Part 15 - Brownian Motion and Gaussian Processes III

MVE550_15

Introduction

In this last part, we will continue looking at Brownian motions and Gaussian processes. We will cover some applications of what we have learned so far.

Example: Counting Zeroes

How many zeroes does $B_t$ have in the interval $(0, s)$?

If $L_s$ is the last zero in $(0, s)$, we saw that, $$ \frac{L_s}{s} \sim \mathrm{Beta}\left(\frac{1}{2}, \frac{1}{2}\right), $$ which means that, with probability one, there exists a zero in the interval $(0, s)$ and for the last zero $L_s$ we have $0 < L_s < s$.

Repeating the argument, we have that $0 < L_{L_s} < L_s$ with probability one, and thus there exists another zero in $(0, L_s) \subset (0, s)$.

* [Exercises to complete]:
a – In the Brownian motion notes, what distribution does $L_s/s$ follow?
b – Please resume the Brownian motion notes after their last sentence and carry the argument forward.
The data is not needed for any of this.

* [Data lines]:
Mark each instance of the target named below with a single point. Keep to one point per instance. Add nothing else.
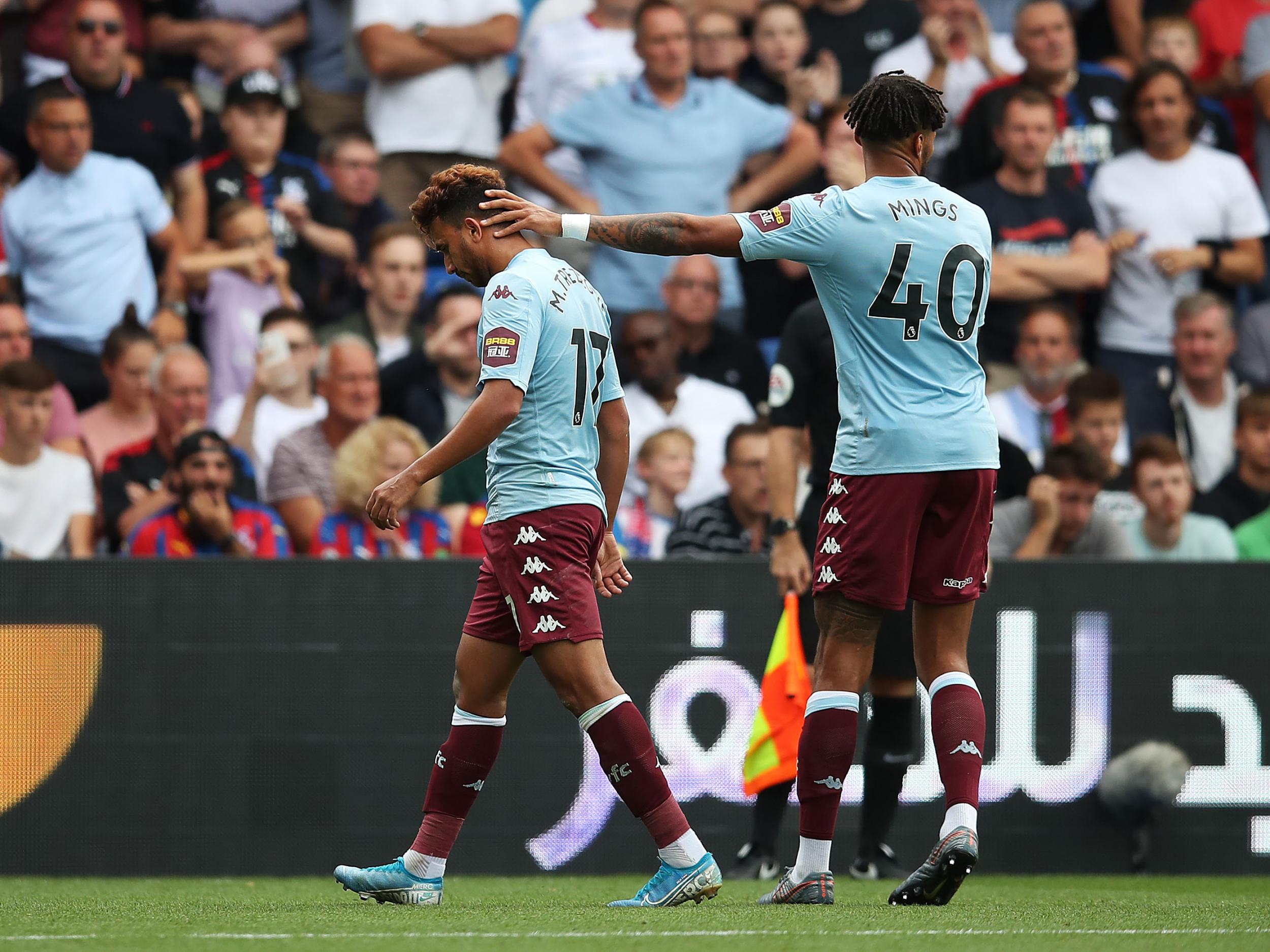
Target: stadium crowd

* [Expected results]:
a – A Beta distribution with both parameters equal to 1/2.

b –
The conclusion is that, with probability one, there is an infinite number of zeroes in $(0, s)$ for any $s > 0$.

Stock Options

Intuition: Stock Options

A (European) stock option is a right (but not an obligation) to buy a stock at a given time $t$ in the future for a given price $K$.

How much can you expect to earn from a stock option at that future time?

We get that (we will derive this), $$ \mathbb{E}[\max(G_t - K, 0)] = G_0 e^{t(\mu + \frac{\sigma^2}{2})} P\left(B_1 > \frac{\beta - \sigma t}{\sqrt{t}}\right) - K P\left(B_1 > \frac{\beta}{\sqrt{t}}\right), $$ where $\beta = \frac{\log(K / G_0) - \mu t}{\sigma}$.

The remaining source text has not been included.